• O que fazer: Retorne, sem nenhuma alteração, a passagem do texto sobre a regulação das apostas que vai de "Exemplificando, para o" até "titularidade do apostador?", com este trecho final incluído.

Dentre diversas alternativas concebidas, estipulou-se regras no tocante aos métodos de transferência de recursos aceitos pelo regulador para fins de depósito e saque de valores, bem como para viabilização do pagamento de prêmios provenientes das apostas. Em síntese, tais operações ficaram restritas a quatro veículos possíveis: Pix, TED, cartão de débito ou pré-pago e transferência nos próprios livros (book transfer), medida pouco utilizada na prática.

Ocorre que, para além da admissão desses instrumentos como única via à disposição dos apostadores e operadores, a SPA/MF também proibiu nominalmente o uso de outros veículos para realização de aportes financeiros, tais como o dinheiro em espécie, boletos e até mesmo cheques.

É evidente e compreensível a preocupação apresentada pela SPA/MF, tendo em vista que, infelizmente, esses mecanismos terminam sendo utilizados para a prática de atividades ilícitas. Isso porque tendem a dificultar a precisa identificação da origem dos recursos, como ocorre no caso dos boletos, que podem ser pagos por qualquer terceiro.

Entretanto, a experiência demonstra que, quase sempre, a opção por técnicas de proibição irrestrita não se revela assertiva e interessante para o mercado regulado.

Exemplificando, para o aprimoramento das políticas de compliance, não seria interessante talvez passar a admitir pagamentos via boleto, contudo, condicionados à apresentação de comprovante de pagamento realizado diretamente da conta cadastrada de titularidade do apostador?

Ou melhor, não seria igualmente interessante — ao invés de proibir de modo geral — buscar restringir aportes em dinheiro em espécie a limites máximos e diários, o que geraria até um desincentivo à utilização desses meios para fins ilícitos?

Sem dúvidas, essas poderiam ser soluções menos “agressivas”. Porém, ao que importa ao presente artigo, é fundamental observarmos a situação que ocorre com os criptoativos. Isso porque a SPA/MF também proibiu a utilização dos aportes financeiros por meio de “ativos virtuais e outros tipos de criptoativos”, em completa contramão às expectativas trazidas no marco normativo desse segmento, pavimentado na Lei nº 14.478, 2022.

Proibição dos criptoativos

Mas, afinal, quais seriam os motivos concretos para a proibição do uso de criptoativos em apostas?

Como dito, analisando os outros meios de aporte obstados, é possível compreender que tal imposição decorreria da incapacidade de se estabelecer um fluxo ou “lastro” da origem e destino dos recursos a serem aportados. Entretanto, essa característica não se mostra presente quando se está a tratar de criptoativos.

• Extrato dos dados:
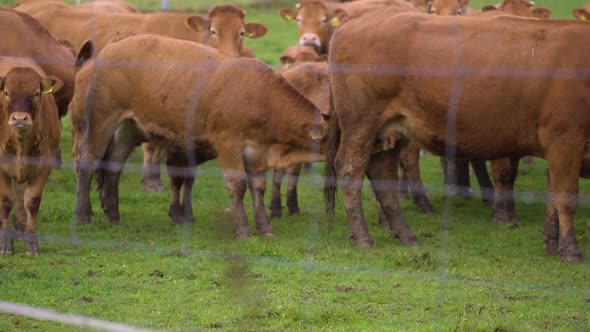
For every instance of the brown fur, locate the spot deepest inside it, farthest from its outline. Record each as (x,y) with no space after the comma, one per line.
(78,25)
(27,154)
(548,111)
(310,12)
(25,37)
(522,8)
(241,112)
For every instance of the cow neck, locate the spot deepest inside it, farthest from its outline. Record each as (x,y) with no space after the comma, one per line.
(292,114)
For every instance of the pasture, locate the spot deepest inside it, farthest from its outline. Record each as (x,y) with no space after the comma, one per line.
(469,273)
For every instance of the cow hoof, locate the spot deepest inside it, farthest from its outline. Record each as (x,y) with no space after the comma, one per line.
(153,186)
(31,244)
(551,247)
(424,206)
(366,243)
(6,242)
(242,235)
(276,214)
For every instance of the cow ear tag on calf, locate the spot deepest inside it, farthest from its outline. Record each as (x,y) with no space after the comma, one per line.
(51,84)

• Resposta do exercício:
Exemplificando, para o aprimoramento das políticas de compliance, não seria interessante talvez passar a admitir pagamentos via boleto, contudo, condicionados à apresentação de comprovante de pagamento realizado diretamente da conta cadastrada de titularidade do apostador?